The tasks:
A. Could you duplicate part of the Miller Lake thread, beginning at the words "## mikevanwilder (Nov" and stopping after "come mid May."?
B. Can you pick up the thread on Miller Lake access at the point where it stops?

Quoted text:
## BEGIN

# Boulder Mtn-Miller Lake



## Chaser (Sep 28, 2007)

Anyone know how early this area opens up in the spring? From Google Earth, it looks to be right around 10,000 feet in elevation. Any chance it might be open around mid-May?


----------



## sawsman (Sep 13, 2007)

Chaser, you _should_ be able to get to Miller in mid to late May. It'll still be cold and you'll need a good high clearance 4 X 4.

Stay off *MY* mountain!!


----------



## mikevanwilder (Nov 11, 2008)

Last year I was down on a bear hunt and around the middle of May there was still about 3 feet of snow on Millers lake. But last year was a hard winter. We were still able to get there on ATVs in early morning before the snow softened up.


----------



## Chaser (Sep 28, 2007)

Snotel is reporting just 31 inches at Donkey right now. I would bet if it warms up, it'll be long gone come mid May.

## END

Records shown:
## BEGIN

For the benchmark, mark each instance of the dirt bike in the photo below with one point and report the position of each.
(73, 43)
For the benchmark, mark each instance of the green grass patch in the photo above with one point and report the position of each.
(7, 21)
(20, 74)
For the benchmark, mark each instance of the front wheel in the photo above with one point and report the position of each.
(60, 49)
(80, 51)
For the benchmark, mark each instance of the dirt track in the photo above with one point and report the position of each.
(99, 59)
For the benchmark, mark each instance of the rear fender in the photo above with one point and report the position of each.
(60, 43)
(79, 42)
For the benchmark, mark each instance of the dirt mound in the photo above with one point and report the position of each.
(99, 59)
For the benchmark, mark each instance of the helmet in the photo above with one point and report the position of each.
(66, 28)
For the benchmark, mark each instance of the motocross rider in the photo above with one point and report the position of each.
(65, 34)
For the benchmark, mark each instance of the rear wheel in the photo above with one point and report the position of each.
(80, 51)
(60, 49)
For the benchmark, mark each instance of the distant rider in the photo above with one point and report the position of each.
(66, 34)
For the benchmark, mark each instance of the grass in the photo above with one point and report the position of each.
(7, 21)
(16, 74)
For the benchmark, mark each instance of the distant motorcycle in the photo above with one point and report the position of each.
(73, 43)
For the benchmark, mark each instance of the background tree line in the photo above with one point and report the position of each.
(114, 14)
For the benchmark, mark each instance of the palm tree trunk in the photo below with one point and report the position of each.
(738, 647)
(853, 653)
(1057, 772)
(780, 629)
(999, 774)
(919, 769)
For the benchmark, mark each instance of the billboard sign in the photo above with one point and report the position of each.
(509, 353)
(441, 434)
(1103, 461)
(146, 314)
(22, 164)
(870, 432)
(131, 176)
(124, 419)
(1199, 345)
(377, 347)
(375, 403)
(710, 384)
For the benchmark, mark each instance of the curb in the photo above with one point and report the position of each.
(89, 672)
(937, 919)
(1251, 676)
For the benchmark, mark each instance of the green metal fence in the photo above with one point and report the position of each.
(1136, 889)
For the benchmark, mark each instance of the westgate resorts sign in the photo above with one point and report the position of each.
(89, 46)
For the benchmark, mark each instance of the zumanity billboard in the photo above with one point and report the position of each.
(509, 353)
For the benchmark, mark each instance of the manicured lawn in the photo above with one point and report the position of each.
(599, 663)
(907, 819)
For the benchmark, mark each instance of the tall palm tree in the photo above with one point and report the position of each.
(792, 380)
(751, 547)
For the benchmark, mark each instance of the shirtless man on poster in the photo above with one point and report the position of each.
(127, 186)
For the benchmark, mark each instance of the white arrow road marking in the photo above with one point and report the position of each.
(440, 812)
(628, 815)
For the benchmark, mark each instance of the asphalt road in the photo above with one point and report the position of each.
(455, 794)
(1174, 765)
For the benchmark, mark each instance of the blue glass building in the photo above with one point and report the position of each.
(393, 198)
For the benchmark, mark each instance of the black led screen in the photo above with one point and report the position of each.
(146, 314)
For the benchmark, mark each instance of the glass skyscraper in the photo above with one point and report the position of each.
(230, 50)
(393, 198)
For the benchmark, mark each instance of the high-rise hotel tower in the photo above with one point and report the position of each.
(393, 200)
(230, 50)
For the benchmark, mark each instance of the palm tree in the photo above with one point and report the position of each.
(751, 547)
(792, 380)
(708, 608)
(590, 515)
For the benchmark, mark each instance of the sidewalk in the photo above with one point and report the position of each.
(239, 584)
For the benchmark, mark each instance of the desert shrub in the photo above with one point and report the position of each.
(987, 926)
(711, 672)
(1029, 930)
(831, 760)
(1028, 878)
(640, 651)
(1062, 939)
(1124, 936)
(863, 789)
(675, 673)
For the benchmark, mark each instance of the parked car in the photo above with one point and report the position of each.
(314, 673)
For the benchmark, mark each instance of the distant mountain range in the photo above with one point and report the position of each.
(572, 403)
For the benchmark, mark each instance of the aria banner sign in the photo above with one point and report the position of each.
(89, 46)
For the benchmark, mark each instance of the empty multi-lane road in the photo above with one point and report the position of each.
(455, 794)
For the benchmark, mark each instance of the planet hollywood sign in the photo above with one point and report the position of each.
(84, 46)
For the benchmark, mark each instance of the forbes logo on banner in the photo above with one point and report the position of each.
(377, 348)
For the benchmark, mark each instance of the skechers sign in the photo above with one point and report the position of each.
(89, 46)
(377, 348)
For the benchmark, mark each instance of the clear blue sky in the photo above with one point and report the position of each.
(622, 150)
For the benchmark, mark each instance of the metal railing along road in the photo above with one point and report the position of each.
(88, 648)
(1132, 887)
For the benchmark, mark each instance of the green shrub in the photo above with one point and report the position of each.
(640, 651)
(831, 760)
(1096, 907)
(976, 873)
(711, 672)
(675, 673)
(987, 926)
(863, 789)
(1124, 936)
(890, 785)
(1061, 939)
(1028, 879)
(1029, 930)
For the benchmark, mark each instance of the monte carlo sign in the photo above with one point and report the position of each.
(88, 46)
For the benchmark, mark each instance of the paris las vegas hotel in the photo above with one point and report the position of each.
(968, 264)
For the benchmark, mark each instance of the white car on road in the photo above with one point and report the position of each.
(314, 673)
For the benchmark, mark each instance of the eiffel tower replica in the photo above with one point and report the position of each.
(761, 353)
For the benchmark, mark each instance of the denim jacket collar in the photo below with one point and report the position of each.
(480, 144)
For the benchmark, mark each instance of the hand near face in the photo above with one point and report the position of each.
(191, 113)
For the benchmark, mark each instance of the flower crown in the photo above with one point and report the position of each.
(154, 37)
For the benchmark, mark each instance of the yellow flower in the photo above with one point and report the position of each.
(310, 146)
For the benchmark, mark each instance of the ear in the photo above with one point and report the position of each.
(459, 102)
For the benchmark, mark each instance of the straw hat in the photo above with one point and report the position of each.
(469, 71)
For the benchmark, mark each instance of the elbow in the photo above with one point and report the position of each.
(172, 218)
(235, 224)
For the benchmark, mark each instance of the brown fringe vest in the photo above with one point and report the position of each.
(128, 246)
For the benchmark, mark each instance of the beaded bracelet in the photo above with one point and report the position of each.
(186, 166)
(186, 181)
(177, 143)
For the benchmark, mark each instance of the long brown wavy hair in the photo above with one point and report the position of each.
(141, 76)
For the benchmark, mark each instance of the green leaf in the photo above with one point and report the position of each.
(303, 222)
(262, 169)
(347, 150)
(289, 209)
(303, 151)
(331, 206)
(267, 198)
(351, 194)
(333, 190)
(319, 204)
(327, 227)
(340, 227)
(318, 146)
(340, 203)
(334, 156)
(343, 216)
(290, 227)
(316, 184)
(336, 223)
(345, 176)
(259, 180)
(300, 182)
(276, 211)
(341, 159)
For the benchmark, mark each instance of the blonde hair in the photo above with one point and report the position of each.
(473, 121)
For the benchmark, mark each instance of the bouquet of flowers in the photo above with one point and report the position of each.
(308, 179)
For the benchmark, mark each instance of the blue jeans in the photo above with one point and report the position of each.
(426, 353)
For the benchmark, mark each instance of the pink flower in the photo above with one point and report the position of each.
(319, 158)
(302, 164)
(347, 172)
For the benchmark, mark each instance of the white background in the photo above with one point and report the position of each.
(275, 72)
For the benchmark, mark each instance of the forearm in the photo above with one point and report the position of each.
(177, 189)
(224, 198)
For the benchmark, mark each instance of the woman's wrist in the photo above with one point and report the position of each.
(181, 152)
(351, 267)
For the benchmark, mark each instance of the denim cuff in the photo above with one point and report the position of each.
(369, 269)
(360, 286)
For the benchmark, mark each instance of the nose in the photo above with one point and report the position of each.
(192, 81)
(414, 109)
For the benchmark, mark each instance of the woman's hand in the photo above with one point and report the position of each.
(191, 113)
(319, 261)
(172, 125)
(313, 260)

## END

Answer set:
A.
## mikevanwilder (Nov 11, 2008)

Last year I was down on a bear hunt and around the middle of May there was still about 3 feet of snow on Millers lake. But last year was a hard winter. We were still able to get there on ATVs in early morning before the snow softened up.


----------



## Chaser (Sep 28, 2007)

Snotel is reporting just 31 inches at Donkey right now. I would bet if it warms up, it'll be long gone come mid May.

B.
----------



## PBH (Nov 7, 2007)

take into consideration that the road to Cooks/Miller is fairly steep, and in the thick trees. You'll definitely have snow drifts to contend with.

It's certainly a gamble. If spring shows up and stays warm, you might be able to drive a truck in. I'd make sure to have a shovel, and some snow shoes if it were me...


Snow on the Boulder is NEVER "long gone" in May. Count on finding some snow. In fact, you'll probably get snowed on.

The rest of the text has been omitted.